Data for analysis:
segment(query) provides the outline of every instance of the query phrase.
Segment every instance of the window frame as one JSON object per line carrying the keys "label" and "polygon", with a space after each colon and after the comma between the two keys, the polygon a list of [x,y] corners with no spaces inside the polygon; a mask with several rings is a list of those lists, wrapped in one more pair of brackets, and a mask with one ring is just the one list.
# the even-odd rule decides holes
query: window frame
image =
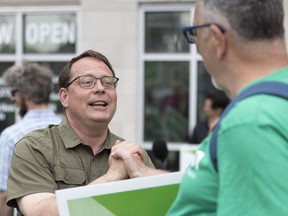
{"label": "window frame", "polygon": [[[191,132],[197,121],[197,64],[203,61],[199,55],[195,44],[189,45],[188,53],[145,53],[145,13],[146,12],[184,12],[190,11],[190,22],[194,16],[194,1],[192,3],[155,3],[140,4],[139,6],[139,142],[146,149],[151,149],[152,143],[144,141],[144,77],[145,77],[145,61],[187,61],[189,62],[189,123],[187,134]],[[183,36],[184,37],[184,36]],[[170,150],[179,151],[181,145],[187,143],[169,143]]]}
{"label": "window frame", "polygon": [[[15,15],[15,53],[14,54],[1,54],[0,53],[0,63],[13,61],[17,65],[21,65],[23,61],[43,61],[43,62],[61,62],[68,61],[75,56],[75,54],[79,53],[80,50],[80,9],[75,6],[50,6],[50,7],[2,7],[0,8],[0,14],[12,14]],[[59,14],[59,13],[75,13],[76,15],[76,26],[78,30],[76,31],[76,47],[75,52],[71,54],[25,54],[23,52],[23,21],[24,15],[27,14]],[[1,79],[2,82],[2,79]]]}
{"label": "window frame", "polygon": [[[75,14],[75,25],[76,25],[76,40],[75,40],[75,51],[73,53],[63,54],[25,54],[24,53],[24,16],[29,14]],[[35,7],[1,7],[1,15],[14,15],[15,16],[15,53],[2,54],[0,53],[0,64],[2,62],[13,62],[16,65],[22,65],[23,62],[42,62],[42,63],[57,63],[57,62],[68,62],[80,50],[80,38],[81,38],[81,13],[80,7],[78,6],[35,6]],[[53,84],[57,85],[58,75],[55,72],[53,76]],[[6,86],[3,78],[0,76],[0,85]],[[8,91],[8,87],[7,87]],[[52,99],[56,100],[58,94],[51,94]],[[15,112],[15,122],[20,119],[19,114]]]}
* * *
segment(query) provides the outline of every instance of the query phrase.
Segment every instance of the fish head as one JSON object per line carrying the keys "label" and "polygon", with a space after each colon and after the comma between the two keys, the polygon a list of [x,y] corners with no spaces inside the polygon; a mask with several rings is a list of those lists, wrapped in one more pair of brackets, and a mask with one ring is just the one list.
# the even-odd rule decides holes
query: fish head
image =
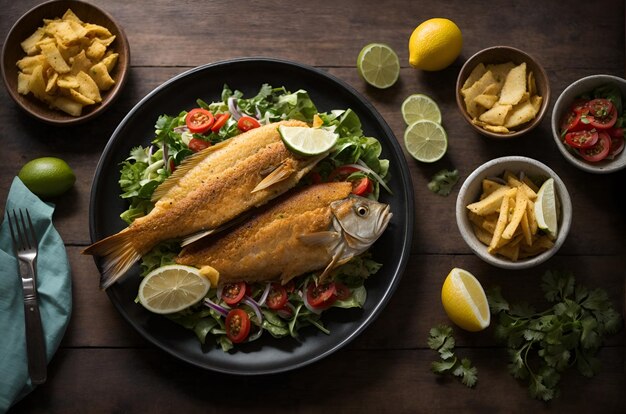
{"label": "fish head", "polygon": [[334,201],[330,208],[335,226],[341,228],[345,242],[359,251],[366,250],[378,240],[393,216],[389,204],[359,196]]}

What you have to do: Locate all lines in the listing above with the word "each" and copy them.

Answer to this task:
Segment every instance of the window frame as one JSON object per line carrying the keys "label" and "polygon", with a space after each colon and after the comma between the two keys, the polygon a list of [x,y] corners with no spaces inside the polygon; a mask with several rings is a list of those lists, wrapped in one more pair of brackets, and a mask with one ring is just the one list.
Segment every instance of the fish head as one JSON object per line carrying the keys "label" and "polygon", with a space after each colon and after the comma between the two keys, the polygon a list of [x,y] corners with no spaces inside the polygon; a mask with several rings is a list of those lists, wrapped in one more pair of brackets, and a mask with one ring is just the one list.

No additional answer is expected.